WORKING DATA:
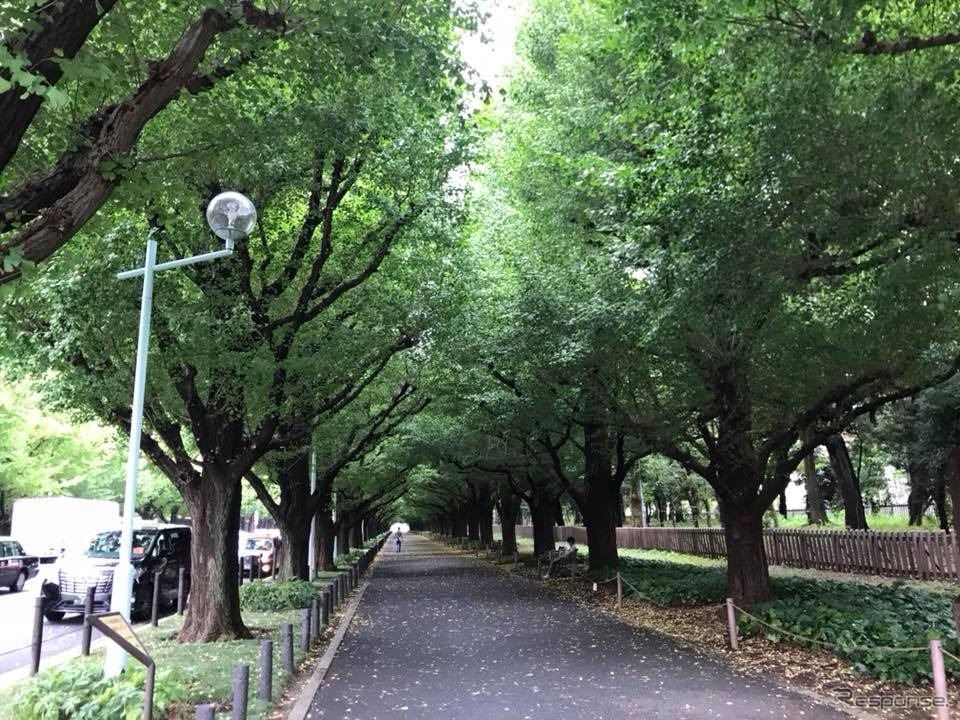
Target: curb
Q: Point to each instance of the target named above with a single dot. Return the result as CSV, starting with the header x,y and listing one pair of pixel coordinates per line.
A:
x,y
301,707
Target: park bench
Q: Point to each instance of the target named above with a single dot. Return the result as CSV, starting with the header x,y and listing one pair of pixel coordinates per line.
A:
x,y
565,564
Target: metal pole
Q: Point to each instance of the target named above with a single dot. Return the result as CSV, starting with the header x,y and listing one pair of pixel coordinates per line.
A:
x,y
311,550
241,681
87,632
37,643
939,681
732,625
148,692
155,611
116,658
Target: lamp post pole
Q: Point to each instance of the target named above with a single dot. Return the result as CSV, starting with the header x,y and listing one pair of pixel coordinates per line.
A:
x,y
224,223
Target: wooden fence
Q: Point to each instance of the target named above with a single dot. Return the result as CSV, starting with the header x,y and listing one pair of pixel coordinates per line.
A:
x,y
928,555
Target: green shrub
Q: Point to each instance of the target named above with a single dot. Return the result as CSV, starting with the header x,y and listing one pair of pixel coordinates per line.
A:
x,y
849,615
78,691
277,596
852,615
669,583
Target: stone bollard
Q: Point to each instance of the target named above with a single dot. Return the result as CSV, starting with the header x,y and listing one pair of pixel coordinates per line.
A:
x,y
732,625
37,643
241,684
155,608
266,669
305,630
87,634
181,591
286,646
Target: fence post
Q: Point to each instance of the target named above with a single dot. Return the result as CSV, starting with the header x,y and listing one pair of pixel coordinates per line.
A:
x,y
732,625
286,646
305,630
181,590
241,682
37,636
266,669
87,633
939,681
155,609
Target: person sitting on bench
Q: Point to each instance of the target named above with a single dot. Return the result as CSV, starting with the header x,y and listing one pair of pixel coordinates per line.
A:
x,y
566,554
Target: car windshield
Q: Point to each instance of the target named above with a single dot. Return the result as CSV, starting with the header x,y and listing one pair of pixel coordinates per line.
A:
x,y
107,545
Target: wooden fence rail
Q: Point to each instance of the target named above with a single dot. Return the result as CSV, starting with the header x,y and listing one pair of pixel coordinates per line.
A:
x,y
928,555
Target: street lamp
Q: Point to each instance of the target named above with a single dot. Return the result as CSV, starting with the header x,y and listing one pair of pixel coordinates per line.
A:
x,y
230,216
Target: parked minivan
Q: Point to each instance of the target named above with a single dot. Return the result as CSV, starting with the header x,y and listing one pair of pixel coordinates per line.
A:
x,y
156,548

EXERCISE BRIEF: Skip the images and set down the rest of the data unchanged.

RESULT OF THIS EXERCISE:
Target: curb
Q: Point to each instance of the target named above with a single dot. Return the result as CSV, starting with the header x,y and listing one pair of pixel coordinates per line.
A:
x,y
301,707
Target: park bench
Q: Point to each instance of the target named above with a single dot. Return the result as CSV, starting with the header x,y and listing one pair of pixel coordinates per line.
A:
x,y
565,564
Target: metal pole
Q: Point to each instance of the target named above with a single dot. Return the result as CSV, starting with the header x,y and listing one pair of pixel coordinates per line.
A:
x,y
311,550
241,681
87,632
37,643
939,681
732,625
148,692
155,611
116,658
Target: lamp post pole
Q: Point to each instance of the target named above with a single dot. Return the result as CSV, starting with the header x,y and listing one pair of pixel coordinates per line.
A:
x,y
224,223
Target: wooden fence
Q: Point to each instance of the target named above with a single dot. Return the result as CSV, starting with the header x,y and listing one pair of pixel coordinates per line.
A:
x,y
928,555
Target: green shrub
Q: Point to each instance of the target named above with a single dot. Return the result as CSV, starting with the header x,y and listing one pair of pixel coordinates per line.
A:
x,y
849,615
78,691
277,596
852,615
669,583
Target: stone bollard
Q: Point to each instance of the target named above with a single dot. Return the result as CSV, starting with the header x,y and listing one pair of pixel coordinates per line.
A:
x,y
732,625
37,643
241,684
155,608
266,669
305,630
87,634
181,591
286,646
Target: fence post
Q: Point to each instance of the target named above with a single dot. Return the result as CSV, starting with the header x,y and listing one pair of pixel coordinates per line.
A:
x,y
732,625
286,646
305,630
181,590
241,682
37,636
266,669
87,633
939,681
155,609
Target: person sitting on bench
Q: Point to each instance of the target named above with a single dot. Return the result as CSV, starting with the header x,y and listing one pair of pixel coordinates per line.
A:
x,y
566,554
Target: car windshield
Q: Point to each instance of the target named above with a single dot. Return the result as CSV, starting with the header x,y and listing one pair of pixel coordinates per line.
A:
x,y
107,545
Target: wooden fence rail
Q: Point to each instance of the target named above with a single dot. Return the result as CSV, starting with the header x,y and listing one pair of pixel coordinates per line.
A:
x,y
928,555
Target: street lamp
Q: Point to each instance of the target named above with a single dot. Return the result as CSV, starting with the header x,y and listing one pair of pixel coordinates per line.
A:
x,y
230,216
Target: parked minivan
Q: Point to each instance of the target named above with a single dot. Return the result as CSV, starting with the header x,y and listing one pair of pixel coordinates per line.
A:
x,y
156,548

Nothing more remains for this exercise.